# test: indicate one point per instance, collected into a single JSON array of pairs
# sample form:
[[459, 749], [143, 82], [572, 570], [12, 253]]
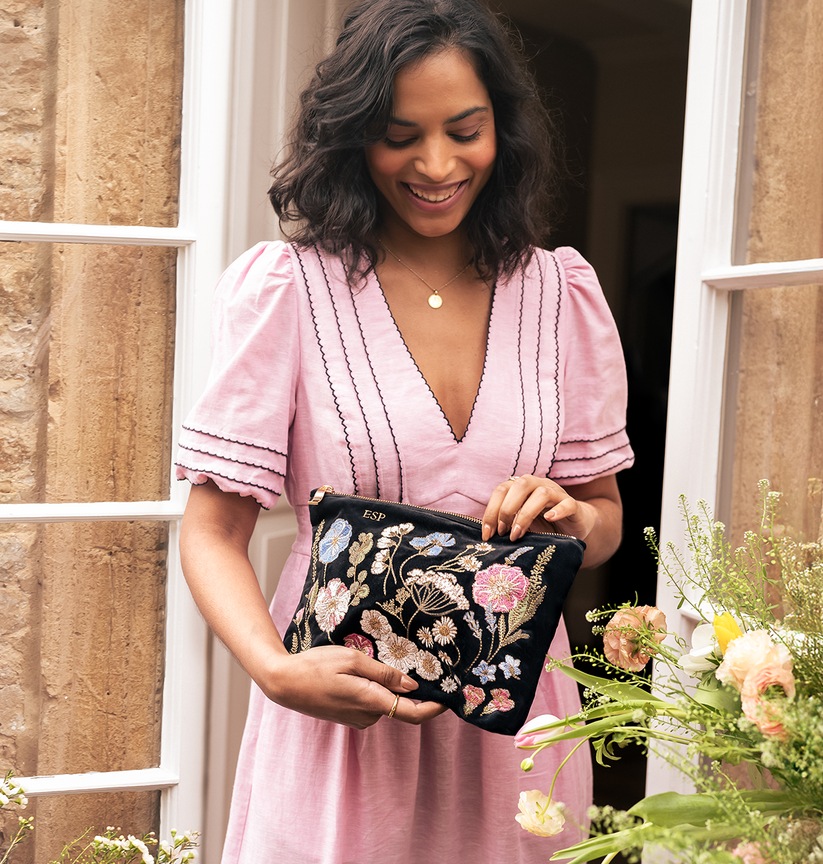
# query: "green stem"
[[559, 768]]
━━━━
Output nothing but the entries above, exactly, once the pictures are removed.

# test: indicate one point per instance, collected into a single JSON array of pairs
# sample form:
[[459, 749], [143, 82], [572, 570], [12, 253]]
# query: "green stem"
[[559, 768]]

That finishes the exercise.